▶ Activities:
A. In the botulism article, rewrite the paragraph beginning "Her family says she picked up" as a short bulleted list that keeps its main facts.
B. Translate this sentence from the botulism article into Spanish: "Officials have since temporarily revoked the gas station’s permit to sell food and drink."
C. Pick up the botulism article after its last sentence and write the next part.

▶ Quoted passage:
Food-borne illness outbreaks are often tied to fresh foods — unwashed raw vegetables, tainted undercooked meat, raw dairy products — but not the neon yellow nacho cheese sauce you’d get at a movie theater or convenience store. However, one batch of this processed cheese-like product has been linked to multiple, potentially lethal cases of botulism.
Sacramento County Public Health officials are in the midst of investigating the possible causes of illnesses in five patients recently hospitalized with food borne botulism — a rare but serious paralytic illness that can be fatal caused by a nerve toxin that is produced by the bacterium Clostridium botulinum — that is believed to have been spread by nacho cheese sauce served the Valley Oak Food and Fuel gas station in Walnut Grove, CA.
Another three probable cases and one suspect case are also under investigation, reports The Sacramento Bee, with all patients still in the hospital. Officials have since temporarily revoked the gas station’s permit to sell food and drink.
The family of one of those confirmed cases is now suing the gas station, claiming negligence, product liability, and breach of implied warranty, the Bee reports.
Her family says she picked up a bag of Doritos at the gas station on April 21 on her way home from work, and drizzled them with cheese sauce. Her partner says that within hours she felt fatigued, and complained of double vision the next morning. She went to the hospital, but was sent home. Hours later she was throwing up and had a hard time breathing, so she went back to the emergency room.

▶ Extracted data:
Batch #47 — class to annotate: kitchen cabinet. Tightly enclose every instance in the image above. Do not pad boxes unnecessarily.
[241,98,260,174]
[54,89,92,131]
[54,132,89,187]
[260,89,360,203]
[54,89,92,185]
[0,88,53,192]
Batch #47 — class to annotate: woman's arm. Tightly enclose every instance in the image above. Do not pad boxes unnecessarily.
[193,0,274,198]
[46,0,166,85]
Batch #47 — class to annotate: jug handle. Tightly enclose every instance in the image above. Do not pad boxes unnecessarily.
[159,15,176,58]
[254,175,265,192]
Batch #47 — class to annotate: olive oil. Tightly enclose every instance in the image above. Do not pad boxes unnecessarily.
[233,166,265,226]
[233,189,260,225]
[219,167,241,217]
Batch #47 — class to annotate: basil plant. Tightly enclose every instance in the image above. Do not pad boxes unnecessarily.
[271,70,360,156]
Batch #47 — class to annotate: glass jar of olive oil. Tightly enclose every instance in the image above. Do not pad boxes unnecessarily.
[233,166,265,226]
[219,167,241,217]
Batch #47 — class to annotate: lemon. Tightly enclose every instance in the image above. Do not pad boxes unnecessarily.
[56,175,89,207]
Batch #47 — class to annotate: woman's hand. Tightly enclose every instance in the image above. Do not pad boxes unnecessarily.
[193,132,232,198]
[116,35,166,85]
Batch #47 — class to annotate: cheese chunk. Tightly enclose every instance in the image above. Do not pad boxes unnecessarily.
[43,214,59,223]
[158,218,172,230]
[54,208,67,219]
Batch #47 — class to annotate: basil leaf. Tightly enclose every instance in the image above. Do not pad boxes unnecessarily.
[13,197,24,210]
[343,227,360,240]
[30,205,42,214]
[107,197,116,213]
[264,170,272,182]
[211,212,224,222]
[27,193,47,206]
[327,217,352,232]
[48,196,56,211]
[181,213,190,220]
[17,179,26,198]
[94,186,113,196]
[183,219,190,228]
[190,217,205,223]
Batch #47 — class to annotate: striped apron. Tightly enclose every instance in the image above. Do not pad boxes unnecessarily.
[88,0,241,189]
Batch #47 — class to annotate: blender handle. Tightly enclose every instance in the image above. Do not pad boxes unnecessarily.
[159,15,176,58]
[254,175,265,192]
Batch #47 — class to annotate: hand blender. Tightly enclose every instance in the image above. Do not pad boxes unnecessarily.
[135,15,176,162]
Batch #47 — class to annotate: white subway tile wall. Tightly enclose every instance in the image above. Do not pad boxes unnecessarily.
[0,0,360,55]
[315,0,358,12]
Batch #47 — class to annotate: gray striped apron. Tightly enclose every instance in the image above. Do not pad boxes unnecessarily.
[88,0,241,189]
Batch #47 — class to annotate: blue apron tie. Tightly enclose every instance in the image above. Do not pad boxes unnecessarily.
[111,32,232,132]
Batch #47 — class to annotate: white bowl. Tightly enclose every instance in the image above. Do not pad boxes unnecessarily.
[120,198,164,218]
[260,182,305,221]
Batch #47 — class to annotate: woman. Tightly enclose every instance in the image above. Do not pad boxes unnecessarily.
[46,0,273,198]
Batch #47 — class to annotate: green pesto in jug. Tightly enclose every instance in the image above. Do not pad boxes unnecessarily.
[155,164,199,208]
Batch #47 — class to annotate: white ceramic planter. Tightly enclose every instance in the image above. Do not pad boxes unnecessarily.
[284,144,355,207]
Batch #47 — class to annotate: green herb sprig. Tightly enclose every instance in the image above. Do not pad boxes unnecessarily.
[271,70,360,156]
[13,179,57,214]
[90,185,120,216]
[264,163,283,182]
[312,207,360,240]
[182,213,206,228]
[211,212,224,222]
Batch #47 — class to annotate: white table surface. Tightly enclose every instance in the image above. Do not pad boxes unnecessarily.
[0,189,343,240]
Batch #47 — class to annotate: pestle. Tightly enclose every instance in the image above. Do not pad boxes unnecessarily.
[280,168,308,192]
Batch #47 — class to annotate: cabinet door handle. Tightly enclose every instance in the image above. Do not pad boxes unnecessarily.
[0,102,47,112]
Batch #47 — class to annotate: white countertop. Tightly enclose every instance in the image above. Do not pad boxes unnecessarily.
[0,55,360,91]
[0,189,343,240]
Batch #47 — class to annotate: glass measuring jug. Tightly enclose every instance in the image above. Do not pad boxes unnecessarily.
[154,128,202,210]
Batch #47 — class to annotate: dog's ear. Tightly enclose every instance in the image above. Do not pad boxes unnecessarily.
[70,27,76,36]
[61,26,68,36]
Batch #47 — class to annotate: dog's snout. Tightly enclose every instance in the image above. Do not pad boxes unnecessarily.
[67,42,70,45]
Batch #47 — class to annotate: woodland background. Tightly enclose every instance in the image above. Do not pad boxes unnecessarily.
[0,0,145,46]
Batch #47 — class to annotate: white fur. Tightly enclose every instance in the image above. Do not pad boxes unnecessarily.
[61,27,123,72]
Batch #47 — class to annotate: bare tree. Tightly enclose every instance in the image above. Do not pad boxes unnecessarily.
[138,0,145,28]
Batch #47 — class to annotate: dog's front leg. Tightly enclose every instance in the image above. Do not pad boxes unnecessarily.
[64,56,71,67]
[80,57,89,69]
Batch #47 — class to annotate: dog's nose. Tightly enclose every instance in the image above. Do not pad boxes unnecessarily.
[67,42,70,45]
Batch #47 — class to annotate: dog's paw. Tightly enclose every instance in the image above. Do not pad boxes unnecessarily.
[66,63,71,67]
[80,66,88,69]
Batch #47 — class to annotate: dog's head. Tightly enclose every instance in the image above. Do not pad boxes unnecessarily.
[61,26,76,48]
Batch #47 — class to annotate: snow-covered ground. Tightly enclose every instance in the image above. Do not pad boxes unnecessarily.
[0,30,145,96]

▶ Answer section:
A.
- On April 21, on her way home from work, she bought a bag of Doritos at the gas station and drizzled them with cheese sauce.
- Within hours she felt fatigued, according to her partner.
- The next morning she complained of double vision.
- She went to the hospital but was sent home.
- Hours later she was vomiting and having trouble breathing, so she returned to the emergency room.

B. Desde entonces, las autoridades han revocado temporalmente el permiso de la gasolinera para vender alimentos y bebidas.

C.
She was put on a ventilator the next day and admitted to the intensive care unit, where she remains. The neurotoxins have left her unable to open her eyes or speak.
“Only human mistakes create the environment for botulinum toxin to form,” her attorney told the Bee. “We will use the lawsuit to learn more about the source of the food product that was contaminated. The source of the food product may be unrelated to the gas station; it could be a commercially made, pre-packaged item. That’s an essential question.”
It’s rare for botulism to spread from stores, he notes, as most botulism outbreaks are associated with home canning, like the 2015 outbreak in Ohio linked to home-canned tomatoes.
In 2015, 39 of 199 confirmed total cases of botulism were food-borne, according to the Centers for Disease Control’s most recent National Botulism Surveillance Summary [PDF].
Attorneys haven’t estimated how much in damages the family will seek, but noted that past botulism cases have been resolved for millions of dollars.